→ **EXTRAIT PRÉSENTÉ**
******
À mon voisin d’immeuble (celui de l’étage au-dessus)

Madame, Monsieur,

Bien que nous soyons excédés par les lourds trottinements au-dessus de nos têtes, de jour comme de nuit, nous n’en voulons pas à votre cher enfant ni à vous-même. Mais pourriez-vous l’éduquer à ne pas courir à toutes jambes pour vous rejoindre dans votre lit au milieu de la nuit ?

Je vous recommande de lui donner le soir deux comprimés de Sédatif PC. C’est ce que nous prenons nous-même pour essayer de nous rendormir à quatre heures du matin. Ce médicament homéopathique marche bien avec les enfants (moins bien avec les gens âgés que nous sommes).

Cordialement,

Votre voisin du Troisième étage

Phobophobie

Au secours : j’ai des phobies !

Je suis suivie par un psychiatre (il me suit sur Facebook). Maintenant, je suis suivie (toujours sur Facebook) par un enquêteur de la police judiciaire. Je serai bientôt suivie par un juge d’application des peines pour s’assurer que je suis bien rééduquée. Faute de quoi, on m’enverra au bagne : au choix Cayenne ou Biribi.

Car mes phobies sont graves et portent atteinte à l’unité nationale. Je suis un.e fauteur.euse de troubles et je fomente la désunion du pays en semant des écrits ou des confessions littéraires sur mes phobies. Mon psychiatre ne peut plus les contenir, je tombe maintenant sous le coup de la loi. C’est qu’on a pénalisé les peurs, certaines bien innocentes : je vivais très bien avec ma répulsion des rats, des serpents, des araignées et des imbéciles, et quelques comprimés d’anxiolytiques.

Avec les phobies pénalisées, les peurs nous sont donc interdites ! Dommage, car la peur a un grand mérite : elle met en alerte par rapport à un danger putatif et elle fixe l’anxiété, qui, elle, est diffuse. (il paraît que le cannabis est souverain).
******
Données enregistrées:
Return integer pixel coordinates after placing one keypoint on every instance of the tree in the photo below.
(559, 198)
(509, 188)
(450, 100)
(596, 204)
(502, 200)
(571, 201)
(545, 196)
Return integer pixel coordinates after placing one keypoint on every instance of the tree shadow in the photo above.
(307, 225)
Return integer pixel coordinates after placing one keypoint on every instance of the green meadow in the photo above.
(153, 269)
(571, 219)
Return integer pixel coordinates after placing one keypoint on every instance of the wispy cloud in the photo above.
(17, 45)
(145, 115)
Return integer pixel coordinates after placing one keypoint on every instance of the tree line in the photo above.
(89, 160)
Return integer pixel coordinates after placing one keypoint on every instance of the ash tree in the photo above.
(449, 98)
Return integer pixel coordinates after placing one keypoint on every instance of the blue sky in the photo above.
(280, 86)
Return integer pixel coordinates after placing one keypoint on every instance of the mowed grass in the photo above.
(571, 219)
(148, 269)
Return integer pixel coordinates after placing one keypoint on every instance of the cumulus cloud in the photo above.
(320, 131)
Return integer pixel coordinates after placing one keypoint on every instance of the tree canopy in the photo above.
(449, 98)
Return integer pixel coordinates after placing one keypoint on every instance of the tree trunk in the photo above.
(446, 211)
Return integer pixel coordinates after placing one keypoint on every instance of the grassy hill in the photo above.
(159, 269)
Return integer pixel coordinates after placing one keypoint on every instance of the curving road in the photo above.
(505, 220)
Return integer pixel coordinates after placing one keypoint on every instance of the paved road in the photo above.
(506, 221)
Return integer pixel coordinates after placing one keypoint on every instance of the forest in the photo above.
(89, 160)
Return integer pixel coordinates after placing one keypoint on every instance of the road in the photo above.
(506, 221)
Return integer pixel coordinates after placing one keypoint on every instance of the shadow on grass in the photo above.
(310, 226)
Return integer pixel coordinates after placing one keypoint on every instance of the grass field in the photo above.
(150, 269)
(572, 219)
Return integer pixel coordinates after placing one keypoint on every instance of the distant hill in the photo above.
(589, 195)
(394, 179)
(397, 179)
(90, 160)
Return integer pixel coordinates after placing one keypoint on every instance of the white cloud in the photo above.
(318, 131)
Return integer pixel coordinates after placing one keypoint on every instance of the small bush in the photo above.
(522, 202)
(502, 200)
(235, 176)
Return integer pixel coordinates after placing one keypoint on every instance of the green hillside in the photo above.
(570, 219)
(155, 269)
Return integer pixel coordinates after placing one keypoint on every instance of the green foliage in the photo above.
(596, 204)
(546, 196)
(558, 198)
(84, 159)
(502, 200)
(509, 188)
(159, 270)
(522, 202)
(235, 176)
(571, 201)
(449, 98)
******
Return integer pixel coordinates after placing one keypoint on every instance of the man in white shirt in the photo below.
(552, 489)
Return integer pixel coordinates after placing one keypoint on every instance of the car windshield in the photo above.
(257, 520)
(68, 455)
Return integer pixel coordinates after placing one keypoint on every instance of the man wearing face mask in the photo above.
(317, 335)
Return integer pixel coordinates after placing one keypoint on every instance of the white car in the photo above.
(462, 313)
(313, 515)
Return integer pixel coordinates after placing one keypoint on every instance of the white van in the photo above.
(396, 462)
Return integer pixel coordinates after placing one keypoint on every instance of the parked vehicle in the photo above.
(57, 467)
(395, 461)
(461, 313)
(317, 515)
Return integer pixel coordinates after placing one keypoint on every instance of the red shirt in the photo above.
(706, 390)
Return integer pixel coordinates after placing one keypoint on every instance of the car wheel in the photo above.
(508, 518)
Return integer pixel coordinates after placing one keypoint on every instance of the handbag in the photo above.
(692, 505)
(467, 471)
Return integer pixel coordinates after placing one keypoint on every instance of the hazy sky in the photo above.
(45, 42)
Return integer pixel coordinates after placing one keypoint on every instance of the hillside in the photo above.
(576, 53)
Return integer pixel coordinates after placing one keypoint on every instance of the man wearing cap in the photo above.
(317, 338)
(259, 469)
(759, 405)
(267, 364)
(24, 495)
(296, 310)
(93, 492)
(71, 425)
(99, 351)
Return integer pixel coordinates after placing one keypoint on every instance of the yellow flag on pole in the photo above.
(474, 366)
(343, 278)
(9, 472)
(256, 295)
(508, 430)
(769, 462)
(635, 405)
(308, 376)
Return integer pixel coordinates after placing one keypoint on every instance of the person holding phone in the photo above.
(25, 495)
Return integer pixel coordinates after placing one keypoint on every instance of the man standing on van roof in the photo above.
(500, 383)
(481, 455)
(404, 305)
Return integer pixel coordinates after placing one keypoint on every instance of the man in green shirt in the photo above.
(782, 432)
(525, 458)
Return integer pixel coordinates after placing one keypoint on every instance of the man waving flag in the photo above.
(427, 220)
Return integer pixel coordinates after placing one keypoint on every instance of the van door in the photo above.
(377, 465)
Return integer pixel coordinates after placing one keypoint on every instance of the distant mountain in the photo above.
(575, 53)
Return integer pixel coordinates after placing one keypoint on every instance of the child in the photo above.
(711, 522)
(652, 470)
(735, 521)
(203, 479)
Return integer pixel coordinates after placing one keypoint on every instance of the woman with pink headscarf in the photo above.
******
→ **TÂCHES ET EXERCICES**
**a)** Traduisez en anglais cette phrase du texte : « Ce médicament homéopathique marche bien avec les enfants (moins bien avec les gens âgés que nous sommes). »
**b)** Recopiez mot pour mot le passage du texte qui va de « Je vous recommande » jusqu’à « Cayenne ou Biribi. ».

→ **CORRIGÉ**
**a)** This homeopathic medicine works well with children (less well with elderly people such as ourselves).

**b)**
Je vous recommande de lui donner le soir deux comprimés de Sédatif PC. C’est ce que nous prenons nous-même pour essayer de nous rendormir à quatre heures du matin. Ce médicament homéopathique marche bien avec les enfants (moins bien avec les gens âgés que nous sommes).

Cordialement,

Votre voisin du Troisième étage

Phobophobie

Au secours : j’ai des phobies !

Je suis suivie par un psychiatre (il me suit sur Facebook). Maintenant, je suis suivie (toujours sur Facebook) par un enquêteur de la police judiciaire. Je serai bientôt suivie par un juge d’application des peines pour s’assurer que je suis bien rééduquée. Faute de quoi, on m’enverra au bagne : au choix Cayenne ou Biribi.